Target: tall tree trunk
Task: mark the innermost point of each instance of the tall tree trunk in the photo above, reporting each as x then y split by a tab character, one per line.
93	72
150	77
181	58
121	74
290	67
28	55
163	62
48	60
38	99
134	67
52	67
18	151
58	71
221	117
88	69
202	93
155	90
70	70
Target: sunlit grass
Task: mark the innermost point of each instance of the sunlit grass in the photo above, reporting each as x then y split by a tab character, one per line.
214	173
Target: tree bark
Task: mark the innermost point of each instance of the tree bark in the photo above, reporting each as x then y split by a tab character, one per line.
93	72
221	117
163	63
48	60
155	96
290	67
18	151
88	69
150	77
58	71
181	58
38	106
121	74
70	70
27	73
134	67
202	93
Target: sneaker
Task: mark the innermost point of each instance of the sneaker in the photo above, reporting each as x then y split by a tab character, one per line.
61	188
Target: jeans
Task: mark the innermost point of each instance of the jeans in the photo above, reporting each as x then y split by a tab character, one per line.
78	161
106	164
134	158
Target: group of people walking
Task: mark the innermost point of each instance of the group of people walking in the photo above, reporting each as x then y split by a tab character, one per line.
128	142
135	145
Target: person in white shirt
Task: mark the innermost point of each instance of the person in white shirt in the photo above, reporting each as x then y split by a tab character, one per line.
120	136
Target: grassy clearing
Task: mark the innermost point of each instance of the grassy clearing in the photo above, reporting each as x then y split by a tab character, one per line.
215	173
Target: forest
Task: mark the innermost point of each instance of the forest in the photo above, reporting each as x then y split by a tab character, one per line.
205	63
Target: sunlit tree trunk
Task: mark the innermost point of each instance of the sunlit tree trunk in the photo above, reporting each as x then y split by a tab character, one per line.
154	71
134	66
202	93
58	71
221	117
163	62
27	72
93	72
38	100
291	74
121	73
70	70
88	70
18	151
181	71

• **Task objective**
Present every row above as a single numbered list, leaving out any blank lines.

• **Final result**
1. Target: tall tree trunk
2. Task: mark the innermost point of each instance of the tall tree trunk in the photo above, reporting each as x then y split by a tab character, one per line.
3. 93	72
4. 150	77
5. 181	58
6. 121	74
7. 290	67
8. 28	55
9. 163	62
10. 48	60
11. 38	99
12. 134	67
13. 52	67
14. 18	151
15. 58	71
16. 221	117
17. 88	69
18. 202	93
19. 155	90
20. 70	70
21. Target: sunlit grass
22. Task: mark the innermost point of each instance of the sunlit grass in the photo above, reporting each as x then y split by a tab character, one per line.
23. 214	173
24. Target: tree bark
25. Task: mark the innermost point of each instance of the tree bark in the photo above, reporting each as x then y split by a tab character, one per line.
26. 93	72
27. 221	117
28. 163	63
29. 48	60
30. 155	96
31. 290	67
32. 18	151
33. 88	69
34. 150	77
35. 58	71
36. 181	58
37. 38	106
38. 121	74
39. 70	70
40. 27	73
41. 134	67
42. 202	93
43. Target: sneaker
44. Task: mark the innermost point of each instance of the sneaker in the photo above, reporting each as x then y split by a tab character, one per line.
45. 61	188
46. Target: jeans
47. Task: mark the innermost point of each instance of the jeans in the photo above, reporting each as x then y split by a tab character, one per line.
48. 78	161
49. 106	164
50. 134	158
51. Target: group of people walking
52. Task: mark the innermost point of each instance of the group of people walking in the photo above, reporting each as x then y split by a tab character, one per line.
53. 128	142
54. 135	145
55. Target: person in white shirt
56. Task: mark the innermost point of each instance of the person in white shirt in the photo above, reporting each as x then y split by a tab character, one per line.
57. 120	136
58. Target: grassy clearing
59. Task: mark the innermost point of each instance of the grassy clearing in the photo above, reporting each as x then y split by a tab character, one per line.
60. 215	173
61. Target: forest
62. Task: mark the innermost point of each instance of the forest in the photo above, reporting each as x then y split by a tab character, one per line.
63. 205	63
64. Target: sunlit tree trunk
65. Task: mark the innermost point of each instance of the sunlit tree trunk in the photo above, reporting each as x then y split by a tab character, one per line.
66. 154	71
67. 134	66
68. 202	93
69. 58	71
70. 221	117
71. 163	62
72. 27	72
73. 93	72
74. 38	100
75. 291	74
76. 121	73
77. 70	70
78. 88	70
79. 18	151
80. 181	71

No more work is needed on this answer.